THINGS TO DO:
1 – In the blog excerpt about Arthur Laffer's article on government spending, which newspaper published Laffer's article?
2 – Carry on the blog excerpt criticizing Arthur Laffer's article on fiscal stimulus, starting right after its final sentence.

I have earlier highlighted that I think that Allan Meltzer who is one of my great monetarist heroes seems to have forgotten everything about monetary theory that he once preached exactly because of PDS. Unfortunately he is not the only right-wing US economist to suffer from PDS. The latest example is supply-side hero Arthur Laffer who frankly is embarrassing himself in a recent Wall Street Journal article.
The stated purpose of Laffer’s article is to show that “in country after country, increased government spending acted more like a depressant than a stimulant.”
Anybody who reads my blog would know that I am certainly no fan of “fiscal stimulus” and that I believe that fiscal policy can not “overrule” monetary policy. Hence, I believe in the so-called Sumner Critique. Furthermore, I strongly believe that there is good empirical evidence that a larger government is a drag on the economy and that more government spending in general will tend to reduce productivity growth in the longer run. Hence, I strongly agree with Laffer in terms of the overall view that fiscal stimulus is unlikely to be helpful in getting us out of this crisis and in the long run a larger public sector is likely to hamper growth.
However, even though I agree on Laffer’s skeptical view of fiscal stimulus I nonetheless find his “analysis” to be shockingly bad.

DATA EXTRACT:
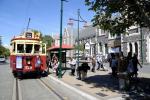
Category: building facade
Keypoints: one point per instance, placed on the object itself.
(137, 41)
(100, 41)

EXPECTED RESPONSES:
1 – The Wall Street Journal.

2 –
In his analysis Laffer compares the change in real GDP growth from 2006-2007 to 2008-2009 with the change in government spending in the same period in different OECD countries. (By the way look Laffer’s numbers look very odd – David Glasner discusses that in his post on Laffer here.) Here is Laffer’s somewhat surprising conclusion:
“The four nations—Estonia, Ireland, the Slovak Republic and Finland—with the biggest stimulus programs had the steepest declines in growth.”
Are you joking Art?? Estonia? Biggest stimulus program? You can’t seriously think so. I think Prime Minister Ansip of Estonia would be rather upset that you say that his government apparently has conducted some kind of Keynesian fiscal stimulus. I know for a fact that Mr. Ansip has no respect for Keynesian fiscal stimulus. In fact his government has rightly been praised for its conservative fiscal stance.
Mr. Ansip’s government has since the crisis hit in 2008 (in fact it already started in 2007 in Estonia) passed significant austerity measures such as cutting public sector wages and pensions. Mr. Ansip’s government has shown an enormous commitment to reducing the budget deficit and reining in the public debt. In fact by saying what you are saying Mr. Laffer you are making a mockery of the truly remarkable fiscal consolidation in Estonia.
I don’t know where Mr. Laffer has been recently – didn’t he notice that THE KEYNESIAN Paul Krugman has been highly critical of Estonia’s fiscal consolidation and that has upset Estonian policy makers a great deal (and rightly so). Mr. Laffer would of course have known this if he had read the WALL STREET JOURNAL!!!
Estonia by far has the lowest debt-to-GDP ratio in the OECD area so how Mr. Laffer can claim that Estonia is an example of an evil Keynesian experiment is somewhat of a puzzle to me. The limit for public debt in the EU is 60% of GDP. Estonia’s public debt is 6% (!) of GDP. And Estonia is running a public finance SURPLUS!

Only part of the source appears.